■ **STATED EXERCISE 1**
In the article on USA Swimming's insurance subsidiary, why would AIG only discuss premiums of about $1 million for the same coverage in 1988? Answer in one to three sentences.

───── TEXT EXCERPT ─────

USSIC Stands For ‘ka-ching! in Barbados’ (USA Swimming’s Multimillion-Dollar International Sex Abuse Insurance Scam, Part 2)

USA Swimming’s Multimillion-Dollar International Sex Abuse Insurance Scam (Introduction)
September 3, 2013
BULLETIN: USA Swimming and Its Lobbying Partner, Catholic Church, Lose in California Legislature — Statute of Limitations Reform Passes
September 4, 2013

PREVIOUSLY:

* USA Swimming’s Multimillion-Dollar International Sex Abuse Insurance Scam (Introduction)

by Irvin Muchnick and Tim Joyce

The United States Sports Insurance Company (USSIC) was incorporated in 1988 as a wholly owned subsidiary of the entity now known popularly as USA Swimming. The decision to start USSIC makes for an appropriate prologue for the work today of Congressman George Miller and his staff at the House Committee on Education and the Workforce, who are investigating USA Swimming’s failed “safe sport” program — even as the organization’s PR flacks and lobbyists work furiously to shore up “perceptions.”

In ‘88, swimming faced the prospect of skyrocketing insurance costs. The organization’s main carrier, AIG, complained that premiums were too low in multiple areas of liability, including sex abuse. Given the exposures, AIG would only discuss premiums in the range of $1 million, up from about $200,000, for the same coverage.

─────

■ **STATED EXERCISE 2**
Reproduce the listing verbatim, covering the stretch from its start through the line containing "34,643 -> 130,701", both ends included.

───── PROVIDED DATA ─────

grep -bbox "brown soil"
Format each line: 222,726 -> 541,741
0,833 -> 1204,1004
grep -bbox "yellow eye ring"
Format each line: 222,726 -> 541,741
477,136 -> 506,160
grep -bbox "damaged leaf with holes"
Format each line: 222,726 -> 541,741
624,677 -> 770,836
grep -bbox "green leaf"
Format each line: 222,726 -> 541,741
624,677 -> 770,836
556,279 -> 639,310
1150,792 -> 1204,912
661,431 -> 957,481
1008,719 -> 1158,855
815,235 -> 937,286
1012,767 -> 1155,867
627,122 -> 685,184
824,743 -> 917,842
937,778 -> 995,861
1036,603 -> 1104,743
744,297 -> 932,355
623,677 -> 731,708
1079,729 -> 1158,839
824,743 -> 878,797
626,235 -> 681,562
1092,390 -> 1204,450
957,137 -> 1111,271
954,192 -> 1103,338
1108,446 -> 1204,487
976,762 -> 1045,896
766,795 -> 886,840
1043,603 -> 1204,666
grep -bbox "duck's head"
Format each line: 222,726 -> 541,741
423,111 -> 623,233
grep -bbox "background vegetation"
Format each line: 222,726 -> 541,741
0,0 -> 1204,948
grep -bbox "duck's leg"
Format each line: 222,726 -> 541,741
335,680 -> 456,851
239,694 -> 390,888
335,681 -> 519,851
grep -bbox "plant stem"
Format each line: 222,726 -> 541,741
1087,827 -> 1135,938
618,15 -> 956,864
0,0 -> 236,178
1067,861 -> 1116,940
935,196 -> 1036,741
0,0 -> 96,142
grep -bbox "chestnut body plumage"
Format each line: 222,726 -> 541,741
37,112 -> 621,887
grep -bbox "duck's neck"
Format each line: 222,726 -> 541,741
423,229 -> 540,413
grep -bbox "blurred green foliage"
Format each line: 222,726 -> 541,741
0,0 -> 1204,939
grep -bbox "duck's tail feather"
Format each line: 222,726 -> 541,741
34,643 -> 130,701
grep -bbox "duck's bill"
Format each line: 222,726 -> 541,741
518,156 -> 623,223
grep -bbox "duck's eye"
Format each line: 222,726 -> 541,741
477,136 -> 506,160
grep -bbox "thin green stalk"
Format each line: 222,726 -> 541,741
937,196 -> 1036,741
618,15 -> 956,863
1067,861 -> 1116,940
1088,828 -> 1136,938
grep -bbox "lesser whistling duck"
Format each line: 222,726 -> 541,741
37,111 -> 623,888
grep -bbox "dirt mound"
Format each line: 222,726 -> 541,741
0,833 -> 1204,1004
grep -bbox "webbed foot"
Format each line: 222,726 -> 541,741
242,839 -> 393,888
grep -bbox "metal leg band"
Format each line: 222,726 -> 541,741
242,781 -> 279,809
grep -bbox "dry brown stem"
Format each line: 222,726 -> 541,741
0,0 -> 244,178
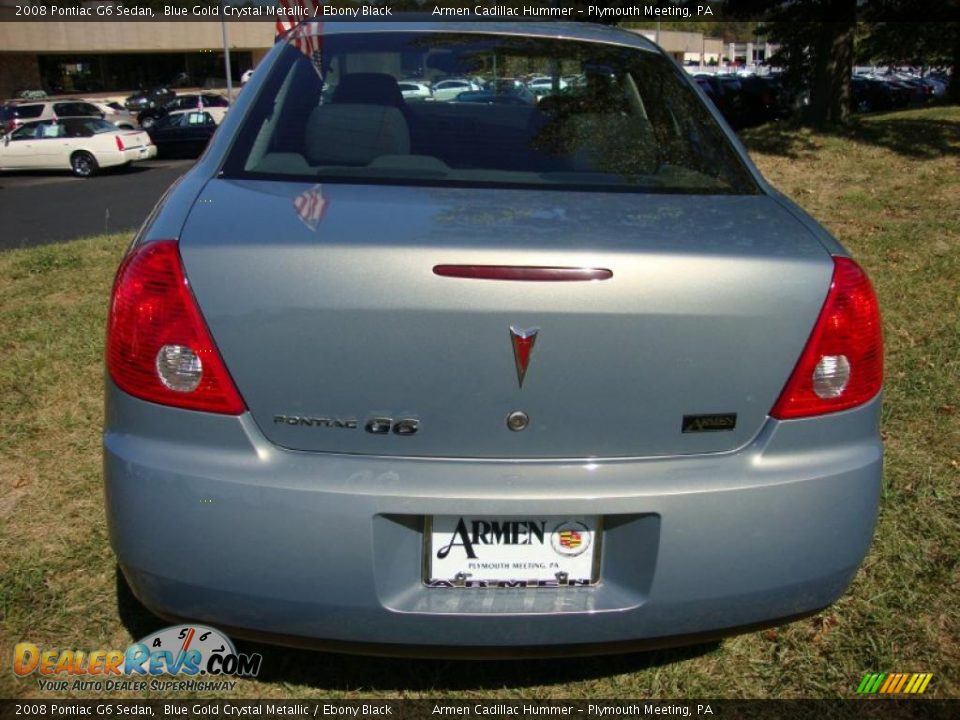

─────

■ **COMPLETE RESPONSE 1**
AIG complained that the organization's premiums were too low in multiple areas of liability, including sex abuse. Given those exposures, it would only discuss premiums of around $1 million, up from about $200,000.

■ **COMPLETE RESPONSE 2**
grep -bbox "brown soil"
Format each line: 222,726 -> 541,741
0,833 -> 1204,1004
grep -bbox "yellow eye ring"
Format each line: 222,726 -> 541,741
477,136 -> 506,160
grep -bbox "damaged leaf with holes"
Format each line: 222,726 -> 541,741
624,677 -> 770,836
grep -bbox "green leaf"
Format each line: 222,726 -> 541,741
624,677 -> 770,836
556,279 -> 639,310
1150,792 -> 1204,912
661,431 -> 957,481
1008,719 -> 1158,855
815,235 -> 937,286
1012,767 -> 1155,867
627,122 -> 685,184
824,743 -> 917,842
937,778 -> 995,861
1036,603 -> 1104,743
744,297 -> 932,355
623,677 -> 731,708
1079,729 -> 1158,839
824,743 -> 878,797
626,235 -> 681,562
1092,390 -> 1204,450
957,137 -> 1111,271
954,192 -> 1103,338
1108,446 -> 1204,487
976,762 -> 1045,896
766,795 -> 886,840
1043,603 -> 1204,666
grep -bbox "duck's head"
Format each line: 222,726 -> 541,741
423,111 -> 623,233
grep -bbox "background vegetation"
Format each line: 222,726 -> 541,741
0,0 -> 1204,948
grep -bbox "duck's leg"
Format each line: 222,726 -> 541,741
335,680 -> 456,851
239,694 -> 390,888
335,681 -> 519,851
grep -bbox "plant stem"
Format each line: 222,726 -> 541,741
1087,827 -> 1135,938
618,15 -> 956,864
0,0 -> 236,178
1067,861 -> 1116,940
935,196 -> 1036,741
0,0 -> 96,142
grep -bbox "chestnut body plumage"
Format each line: 222,726 -> 541,741
37,112 -> 621,887
grep -bbox "duck's neck"
Format each line: 222,726 -> 541,741
423,229 -> 540,413
grep -bbox "blurred green foliage"
Format each line: 222,726 -> 541,741
0,0 -> 1204,939
grep -bbox "duck's tail feather"
Format each line: 222,726 -> 541,741
34,643 -> 130,701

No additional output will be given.